-- Start of Stored records --
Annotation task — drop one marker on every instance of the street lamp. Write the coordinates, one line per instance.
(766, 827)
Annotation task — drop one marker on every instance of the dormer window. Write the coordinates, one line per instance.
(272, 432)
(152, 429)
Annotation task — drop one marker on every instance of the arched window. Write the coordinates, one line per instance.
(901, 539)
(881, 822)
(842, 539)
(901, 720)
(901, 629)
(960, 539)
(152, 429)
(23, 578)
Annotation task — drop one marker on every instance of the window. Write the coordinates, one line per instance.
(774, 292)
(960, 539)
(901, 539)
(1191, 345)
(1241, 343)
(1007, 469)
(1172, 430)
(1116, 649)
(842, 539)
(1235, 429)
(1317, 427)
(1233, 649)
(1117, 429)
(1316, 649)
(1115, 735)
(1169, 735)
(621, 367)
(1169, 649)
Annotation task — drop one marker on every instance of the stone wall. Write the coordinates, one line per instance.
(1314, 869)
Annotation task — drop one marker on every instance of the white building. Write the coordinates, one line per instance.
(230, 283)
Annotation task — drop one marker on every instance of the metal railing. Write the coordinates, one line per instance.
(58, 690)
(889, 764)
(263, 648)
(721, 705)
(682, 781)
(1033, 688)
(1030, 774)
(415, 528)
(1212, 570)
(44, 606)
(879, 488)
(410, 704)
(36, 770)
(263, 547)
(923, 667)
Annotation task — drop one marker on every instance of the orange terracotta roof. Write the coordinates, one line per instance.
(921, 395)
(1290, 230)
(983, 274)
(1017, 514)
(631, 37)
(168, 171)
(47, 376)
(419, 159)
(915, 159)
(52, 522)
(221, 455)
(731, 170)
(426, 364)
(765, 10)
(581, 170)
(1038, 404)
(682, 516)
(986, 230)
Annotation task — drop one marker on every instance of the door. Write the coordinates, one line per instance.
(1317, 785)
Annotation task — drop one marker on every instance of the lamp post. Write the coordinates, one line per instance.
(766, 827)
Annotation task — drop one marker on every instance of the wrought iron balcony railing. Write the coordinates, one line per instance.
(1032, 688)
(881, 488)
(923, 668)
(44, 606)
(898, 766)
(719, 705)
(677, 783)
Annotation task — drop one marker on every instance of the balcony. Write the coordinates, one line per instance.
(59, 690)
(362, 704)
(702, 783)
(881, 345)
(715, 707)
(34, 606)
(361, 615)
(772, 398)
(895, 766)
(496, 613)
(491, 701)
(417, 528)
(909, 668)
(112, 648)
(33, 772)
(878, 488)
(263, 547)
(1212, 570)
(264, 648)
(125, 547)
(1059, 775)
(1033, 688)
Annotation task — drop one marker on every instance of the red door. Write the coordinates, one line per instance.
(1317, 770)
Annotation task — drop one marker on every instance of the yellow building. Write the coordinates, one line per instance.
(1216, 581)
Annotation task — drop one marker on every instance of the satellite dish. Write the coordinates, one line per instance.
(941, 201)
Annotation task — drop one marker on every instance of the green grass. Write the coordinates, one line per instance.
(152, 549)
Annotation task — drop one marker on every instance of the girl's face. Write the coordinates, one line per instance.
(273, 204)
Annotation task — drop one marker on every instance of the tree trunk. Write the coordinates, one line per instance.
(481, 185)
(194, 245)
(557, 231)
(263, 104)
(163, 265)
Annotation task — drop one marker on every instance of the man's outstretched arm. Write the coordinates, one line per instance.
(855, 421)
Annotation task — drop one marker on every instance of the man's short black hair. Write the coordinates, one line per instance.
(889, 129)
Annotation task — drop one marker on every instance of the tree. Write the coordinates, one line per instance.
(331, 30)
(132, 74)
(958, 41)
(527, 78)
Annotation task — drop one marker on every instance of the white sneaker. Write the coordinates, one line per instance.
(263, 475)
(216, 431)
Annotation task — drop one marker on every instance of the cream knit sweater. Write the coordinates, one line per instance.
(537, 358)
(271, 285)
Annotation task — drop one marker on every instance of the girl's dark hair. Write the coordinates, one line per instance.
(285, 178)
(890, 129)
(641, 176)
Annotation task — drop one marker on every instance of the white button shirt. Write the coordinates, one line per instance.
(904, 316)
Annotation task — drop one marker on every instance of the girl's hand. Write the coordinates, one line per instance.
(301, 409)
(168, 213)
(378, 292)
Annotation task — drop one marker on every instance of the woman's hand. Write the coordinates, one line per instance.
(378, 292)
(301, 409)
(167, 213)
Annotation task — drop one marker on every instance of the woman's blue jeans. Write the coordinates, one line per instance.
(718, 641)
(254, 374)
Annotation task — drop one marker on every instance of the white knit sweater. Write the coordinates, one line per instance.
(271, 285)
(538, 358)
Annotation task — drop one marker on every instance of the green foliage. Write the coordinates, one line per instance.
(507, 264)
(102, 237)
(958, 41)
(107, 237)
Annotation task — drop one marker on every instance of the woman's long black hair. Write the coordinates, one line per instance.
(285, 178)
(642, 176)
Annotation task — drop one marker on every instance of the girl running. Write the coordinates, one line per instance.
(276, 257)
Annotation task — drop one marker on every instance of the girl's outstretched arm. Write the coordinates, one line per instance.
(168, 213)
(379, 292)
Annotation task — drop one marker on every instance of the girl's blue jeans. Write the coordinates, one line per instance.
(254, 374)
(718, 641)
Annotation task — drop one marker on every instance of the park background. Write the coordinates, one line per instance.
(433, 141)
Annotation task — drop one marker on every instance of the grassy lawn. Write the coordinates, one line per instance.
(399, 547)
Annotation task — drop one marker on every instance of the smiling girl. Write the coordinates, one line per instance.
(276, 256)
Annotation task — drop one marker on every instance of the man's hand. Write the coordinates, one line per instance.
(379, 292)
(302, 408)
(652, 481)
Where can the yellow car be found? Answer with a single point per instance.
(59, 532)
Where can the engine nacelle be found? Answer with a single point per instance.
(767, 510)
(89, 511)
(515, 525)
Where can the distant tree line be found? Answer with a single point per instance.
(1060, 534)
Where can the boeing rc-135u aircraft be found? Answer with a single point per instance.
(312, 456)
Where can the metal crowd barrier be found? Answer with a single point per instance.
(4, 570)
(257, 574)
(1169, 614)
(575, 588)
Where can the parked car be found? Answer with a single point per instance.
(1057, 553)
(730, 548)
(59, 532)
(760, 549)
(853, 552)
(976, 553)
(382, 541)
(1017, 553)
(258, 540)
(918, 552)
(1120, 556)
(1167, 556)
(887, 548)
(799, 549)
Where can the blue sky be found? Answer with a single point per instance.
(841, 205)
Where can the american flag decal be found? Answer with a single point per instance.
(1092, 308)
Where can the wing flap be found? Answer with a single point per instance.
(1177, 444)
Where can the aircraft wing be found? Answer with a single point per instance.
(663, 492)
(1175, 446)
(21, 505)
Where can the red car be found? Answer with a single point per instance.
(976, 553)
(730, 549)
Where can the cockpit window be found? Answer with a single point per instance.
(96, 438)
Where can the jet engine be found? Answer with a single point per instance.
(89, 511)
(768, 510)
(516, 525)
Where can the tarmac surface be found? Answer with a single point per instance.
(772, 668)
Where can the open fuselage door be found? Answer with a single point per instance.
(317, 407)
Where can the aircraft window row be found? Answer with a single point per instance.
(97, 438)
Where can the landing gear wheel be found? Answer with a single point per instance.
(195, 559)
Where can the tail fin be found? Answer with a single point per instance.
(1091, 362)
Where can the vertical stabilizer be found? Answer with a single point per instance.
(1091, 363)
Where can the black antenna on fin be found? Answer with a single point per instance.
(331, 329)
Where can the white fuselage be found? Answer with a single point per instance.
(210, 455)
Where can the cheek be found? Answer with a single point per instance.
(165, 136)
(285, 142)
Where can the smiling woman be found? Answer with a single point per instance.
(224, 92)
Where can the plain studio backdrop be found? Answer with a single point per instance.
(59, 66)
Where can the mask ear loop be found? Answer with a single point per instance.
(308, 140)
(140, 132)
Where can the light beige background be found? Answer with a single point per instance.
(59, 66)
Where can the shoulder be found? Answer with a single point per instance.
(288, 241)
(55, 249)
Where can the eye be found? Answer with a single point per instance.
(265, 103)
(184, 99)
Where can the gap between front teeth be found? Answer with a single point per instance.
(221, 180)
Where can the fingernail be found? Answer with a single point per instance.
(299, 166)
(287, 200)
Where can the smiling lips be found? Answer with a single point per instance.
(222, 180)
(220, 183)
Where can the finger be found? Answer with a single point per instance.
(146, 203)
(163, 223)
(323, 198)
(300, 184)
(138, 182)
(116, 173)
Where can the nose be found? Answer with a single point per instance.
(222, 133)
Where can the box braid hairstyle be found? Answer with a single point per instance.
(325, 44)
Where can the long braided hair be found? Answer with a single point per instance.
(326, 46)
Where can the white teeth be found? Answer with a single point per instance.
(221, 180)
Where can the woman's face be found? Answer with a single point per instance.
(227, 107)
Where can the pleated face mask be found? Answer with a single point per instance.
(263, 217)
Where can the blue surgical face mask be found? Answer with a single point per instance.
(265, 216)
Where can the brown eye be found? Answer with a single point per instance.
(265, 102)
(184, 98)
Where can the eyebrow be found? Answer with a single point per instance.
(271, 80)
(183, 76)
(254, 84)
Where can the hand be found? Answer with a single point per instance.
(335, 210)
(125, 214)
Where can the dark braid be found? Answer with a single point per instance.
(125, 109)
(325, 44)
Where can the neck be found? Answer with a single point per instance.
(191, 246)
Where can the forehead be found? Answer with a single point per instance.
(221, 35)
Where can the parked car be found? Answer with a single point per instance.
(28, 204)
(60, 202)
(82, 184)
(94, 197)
-- End of Stored records --
Exercise prompt - Retype the entries from the line that contains "Where can the american" through the line that contains "(1177, 444)", keeping every character unchanged.

Complete response -
Where can the american flag decal be found? Answer with a single point per instance.
(1092, 308)
Where can the wing flap be found? Answer with a single point per instance.
(1177, 444)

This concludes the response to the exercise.